**WORK REQUIRED**
Starting at the first line below and ending at the line that contains "132), (234, 134)]]", rewrite every one of these lines in full. Offset each coordinate in the answers by adding 132, and leave every other number unchanged.

----- EXTRACTED MATERIAL

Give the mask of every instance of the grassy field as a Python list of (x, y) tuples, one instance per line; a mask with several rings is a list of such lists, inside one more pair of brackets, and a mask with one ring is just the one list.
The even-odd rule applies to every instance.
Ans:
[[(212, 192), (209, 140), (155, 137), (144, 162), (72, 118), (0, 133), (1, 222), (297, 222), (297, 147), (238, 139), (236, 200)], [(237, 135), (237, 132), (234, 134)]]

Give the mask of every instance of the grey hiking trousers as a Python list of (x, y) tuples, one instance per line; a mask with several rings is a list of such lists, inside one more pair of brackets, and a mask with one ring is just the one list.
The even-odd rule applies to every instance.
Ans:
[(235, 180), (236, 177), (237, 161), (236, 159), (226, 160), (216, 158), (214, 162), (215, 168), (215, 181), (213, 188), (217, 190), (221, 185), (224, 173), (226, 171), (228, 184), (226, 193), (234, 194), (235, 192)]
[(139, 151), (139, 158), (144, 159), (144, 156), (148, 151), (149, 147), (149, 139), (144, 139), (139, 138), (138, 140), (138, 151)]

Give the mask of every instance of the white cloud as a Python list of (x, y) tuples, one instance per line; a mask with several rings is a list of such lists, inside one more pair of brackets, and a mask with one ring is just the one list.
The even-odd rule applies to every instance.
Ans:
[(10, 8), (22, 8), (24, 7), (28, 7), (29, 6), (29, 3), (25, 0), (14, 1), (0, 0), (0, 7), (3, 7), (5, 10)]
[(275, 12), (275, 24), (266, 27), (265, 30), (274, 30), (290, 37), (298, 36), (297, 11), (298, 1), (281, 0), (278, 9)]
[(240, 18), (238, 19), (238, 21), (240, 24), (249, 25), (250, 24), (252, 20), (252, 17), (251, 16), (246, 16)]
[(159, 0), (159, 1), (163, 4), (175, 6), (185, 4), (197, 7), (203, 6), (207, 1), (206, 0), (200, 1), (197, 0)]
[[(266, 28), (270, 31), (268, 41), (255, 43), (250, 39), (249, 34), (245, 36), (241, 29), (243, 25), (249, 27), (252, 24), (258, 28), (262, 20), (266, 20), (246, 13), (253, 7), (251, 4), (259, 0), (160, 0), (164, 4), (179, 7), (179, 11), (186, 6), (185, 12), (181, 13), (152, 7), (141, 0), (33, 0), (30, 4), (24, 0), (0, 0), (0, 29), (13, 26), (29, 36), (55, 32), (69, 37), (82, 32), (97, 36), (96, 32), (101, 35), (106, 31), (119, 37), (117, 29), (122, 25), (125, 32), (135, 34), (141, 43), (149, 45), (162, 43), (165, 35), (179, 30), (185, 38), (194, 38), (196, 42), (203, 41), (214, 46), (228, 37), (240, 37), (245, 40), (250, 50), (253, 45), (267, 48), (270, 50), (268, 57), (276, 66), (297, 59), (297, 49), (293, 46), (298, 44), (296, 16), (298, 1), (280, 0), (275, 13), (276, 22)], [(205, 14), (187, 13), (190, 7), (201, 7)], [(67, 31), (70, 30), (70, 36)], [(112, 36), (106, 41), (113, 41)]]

----------

**FINAL RESULT**
Give the mask of every instance of the grassy field as a Python list of (x, y) tuples, one instance per line; a mask with several rings is a list of such lists, inside one more pair of brackets, and a mask with one ring is just the one list.
The even-odd rule applies to every instance.
Ans:
[[(344, 324), (341, 272), (287, 269), (276, 294), (204, 250), (132, 265), (133, 354), (429, 354), (429, 279), (370, 271), (368, 332)], [(369, 267), (369, 264), (366, 266)]]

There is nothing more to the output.